[Referring expression data]
'''
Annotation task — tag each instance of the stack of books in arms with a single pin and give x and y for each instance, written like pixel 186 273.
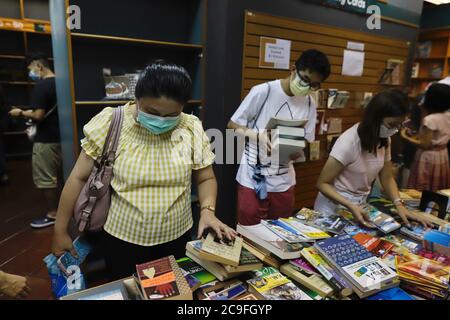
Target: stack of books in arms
pixel 424 277
pixel 224 261
pixel 288 138
pixel 364 272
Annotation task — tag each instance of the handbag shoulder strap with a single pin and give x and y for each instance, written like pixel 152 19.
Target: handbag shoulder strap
pixel 48 113
pixel 112 139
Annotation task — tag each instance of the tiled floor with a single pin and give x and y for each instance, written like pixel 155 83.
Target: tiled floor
pixel 21 247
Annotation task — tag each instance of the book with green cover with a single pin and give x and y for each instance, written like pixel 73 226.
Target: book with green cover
pixel 190 267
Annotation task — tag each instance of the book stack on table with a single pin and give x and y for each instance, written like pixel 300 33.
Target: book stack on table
pixel 309 256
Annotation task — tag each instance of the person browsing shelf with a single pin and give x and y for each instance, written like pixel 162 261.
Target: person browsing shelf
pixel 47 156
pixel 360 155
pixel 266 191
pixel 150 214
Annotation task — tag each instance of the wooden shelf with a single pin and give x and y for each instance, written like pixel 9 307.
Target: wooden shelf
pixel 431 58
pixel 24 25
pixel 20 83
pixel 119 102
pixel 136 40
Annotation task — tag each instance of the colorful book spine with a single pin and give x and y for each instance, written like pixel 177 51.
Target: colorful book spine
pixel 336 281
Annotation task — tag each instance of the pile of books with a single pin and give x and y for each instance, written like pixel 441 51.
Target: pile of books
pixel 288 138
pixel 223 260
pixel 162 279
pixel 269 284
pixel 364 272
pixel 424 277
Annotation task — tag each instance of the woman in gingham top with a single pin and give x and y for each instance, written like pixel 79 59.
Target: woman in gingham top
pixel 160 148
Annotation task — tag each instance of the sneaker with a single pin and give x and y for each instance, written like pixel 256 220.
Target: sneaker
pixel 42 222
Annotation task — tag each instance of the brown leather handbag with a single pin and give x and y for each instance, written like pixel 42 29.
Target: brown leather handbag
pixel 92 206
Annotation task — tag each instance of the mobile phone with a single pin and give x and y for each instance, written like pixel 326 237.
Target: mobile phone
pixel 82 247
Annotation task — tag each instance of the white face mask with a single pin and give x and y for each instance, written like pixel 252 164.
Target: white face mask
pixel 297 89
pixel 386 132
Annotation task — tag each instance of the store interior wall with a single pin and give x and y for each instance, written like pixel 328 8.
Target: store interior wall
pixel 436 17
pixel 225 29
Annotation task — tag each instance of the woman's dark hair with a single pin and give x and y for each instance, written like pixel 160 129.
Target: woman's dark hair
pixel 437 98
pixel 314 61
pixel 415 114
pixel 163 79
pixel 389 103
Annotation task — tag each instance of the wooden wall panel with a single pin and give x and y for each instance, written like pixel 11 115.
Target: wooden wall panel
pixel 332 41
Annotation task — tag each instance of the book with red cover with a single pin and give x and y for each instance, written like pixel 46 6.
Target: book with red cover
pixel 163 279
pixel 377 246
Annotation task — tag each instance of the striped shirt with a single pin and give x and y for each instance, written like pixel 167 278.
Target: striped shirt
pixel 151 187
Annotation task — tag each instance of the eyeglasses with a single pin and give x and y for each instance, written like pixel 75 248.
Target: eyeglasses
pixel 307 83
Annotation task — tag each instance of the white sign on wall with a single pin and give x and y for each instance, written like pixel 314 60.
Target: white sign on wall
pixel 274 53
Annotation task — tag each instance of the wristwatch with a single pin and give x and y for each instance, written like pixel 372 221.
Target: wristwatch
pixel 209 207
pixel 399 202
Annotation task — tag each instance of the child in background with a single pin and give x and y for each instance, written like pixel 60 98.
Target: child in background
pixel 430 169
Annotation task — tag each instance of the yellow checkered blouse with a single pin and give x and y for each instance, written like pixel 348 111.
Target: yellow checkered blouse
pixel 151 188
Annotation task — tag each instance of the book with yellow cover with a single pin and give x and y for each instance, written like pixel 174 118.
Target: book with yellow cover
pixel 423 268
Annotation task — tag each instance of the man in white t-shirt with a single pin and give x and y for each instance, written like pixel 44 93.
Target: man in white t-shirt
pixel 265 190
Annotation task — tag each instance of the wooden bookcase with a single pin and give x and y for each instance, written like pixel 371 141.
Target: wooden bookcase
pixel 332 41
pixel 439 57
pixel 126 37
pixel 24 28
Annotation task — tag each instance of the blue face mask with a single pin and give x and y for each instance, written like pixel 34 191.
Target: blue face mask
pixel 33 75
pixel 156 124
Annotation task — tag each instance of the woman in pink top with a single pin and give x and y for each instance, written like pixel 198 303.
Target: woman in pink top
pixel 430 169
pixel 360 155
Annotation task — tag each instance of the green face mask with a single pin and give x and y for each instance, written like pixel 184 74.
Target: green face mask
pixel 297 89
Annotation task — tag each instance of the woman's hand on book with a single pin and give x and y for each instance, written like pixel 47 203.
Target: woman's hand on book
pixel 361 216
pixel 209 220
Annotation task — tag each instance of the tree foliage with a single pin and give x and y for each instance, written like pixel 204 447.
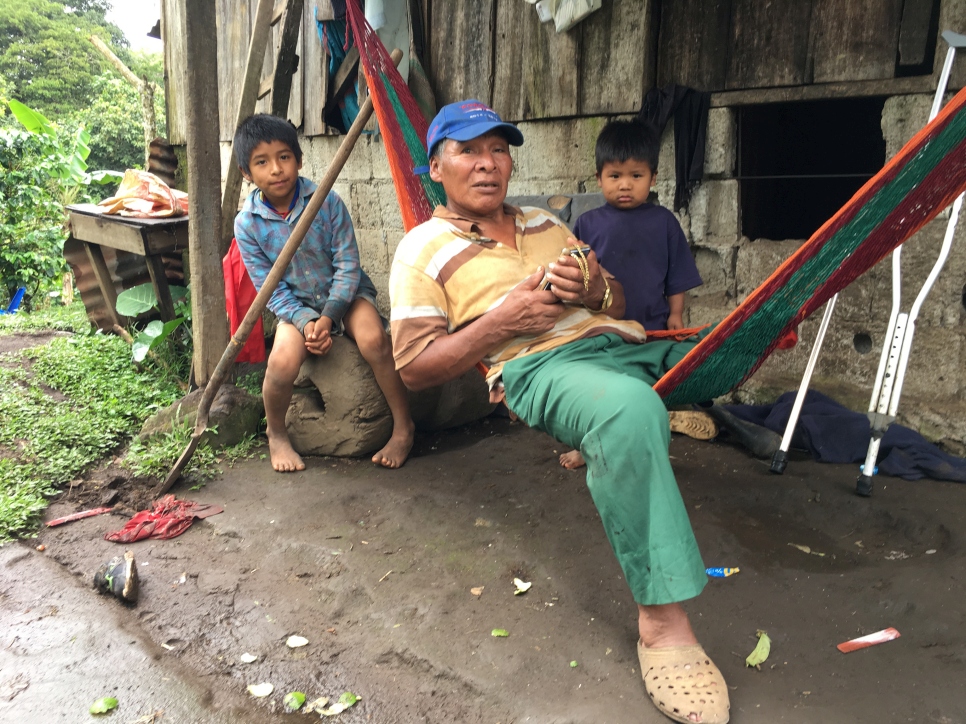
'''
Only the lines from the line containing "Target: green face mask" through the last line of the entries above should be reproduced, word for word and without pictures.

[Response to this exercise]
Target: green face mask
pixel 297 89
Annotation task — tag each instance of the woman's hand on book with a single pin and give x and y for each instance, written like pixel 47 203.
Target: woman's hand on book
pixel 361 216
pixel 209 220
Annotation task — tag each instance of the tree foliage with a single pin and give x and y for each instance, written like pixel 204 447.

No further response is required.